- [TEXT PASSAGE]
Opening a savings account is usually one of the first step towards achieving your financial goals. If you ask anyone about the steps you need to take in order to get a hold of your finances the first they usually suggest is to get a hold of your spending (by creating a budget) and the second step is usually to establish an emergency fund. That emergency fund is often in the form of a (hopefully) high interest savings account. It's just money you can put away, not touch and watch slowly grow. You're less worried about achieving the highest possible rate of return but instead it's more focused on having a stable supply of money you can draw upon in order to weather unpredictable financial storms. And although there are other conservative investment vehicles that achieve the same goals as savings accounts, the flexibility and ease of use make them especially attractive.
But savings accounts can serve purposes larger than just emergency funds. Right now I have three savings accounts set up. I have an emergency fund (which, thankfully, I've finally managed to fully fund), one for the money that I'm saving for a down payment on a house and finally, a longer-term savings account that I'm using to accumulate money for a loftier goal: opening a bar with a friend of mine some time in the future. While those goals are all different, they share a common thread: they all contain money that I'm not expecting to need anytime in the near future and I'm comfortable with having a modest return in exchange for the security of that money always being there.
And that is the beauty of savings accounts. I focus a lot of my energy on investing. Tinkering with my 401(k), IRAs and brokerage accounts in order to maximize my investment return. There is higher risk involved, but with those accounts, I'm comfortable with taking those risks and occasionally taking losses so that I can enjoy non-trivial returns. But those accounts could lose a lot of their value; even the most careful planning can become moot if there's another stock market crash or I make a significant mistake resulting in an unfortunate loss. With that in mind, it's comforting to know that I have caches of money that are far more stable, and if I get in a financial pinch, I can draw upon them and be ok. They are my financial security blanket.

- [GIVEN PROBLEM 1] Show each line of the rows below that contains the word "signal".

- [DATA FOR PROCESSING]
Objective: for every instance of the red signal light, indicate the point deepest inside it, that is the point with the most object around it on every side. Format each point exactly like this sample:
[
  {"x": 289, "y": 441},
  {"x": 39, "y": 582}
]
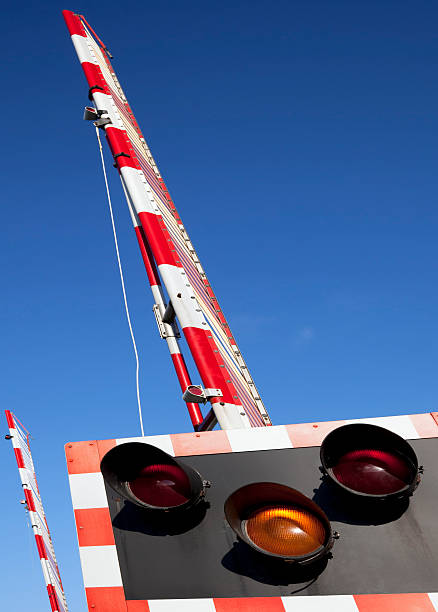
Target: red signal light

- [GIVEN PROBLEM 2] Duplicate the part of the savings account passage that opens with the words containing "Opening a savings" and closes with "them especially attractive.".

- [WORKED SOLUTION 1]
Objective: for every instance of the red signal light, indicate the point deepest inside it, that is the point with the most object around it on every side. Format each point exactly like this sample:
Target: red signal light

- [WORKED SOLUTION 2]
Opening a savings account is usually one of the first step towards achieving your financial goals. If you ask anyone about the steps you need to take in order to get a hold of your finances the first they usually suggest is to get a hold of your spending (by creating a budget) and the second step is usually to establish an emergency fund. That emergency fund is often in the form of a (hopefully) high interest savings account. It's just money you can put away, not touch and watch slowly grow. You're less worried about achieving the highest possible rate of return but instead it's more focused on having a stable supply of money you can draw upon in order to weather unpredictable financial storms. And although there are other conservative investment vehicles that achieve the same goals as savings accounts, the flexibility and ease of use make them especially attractive.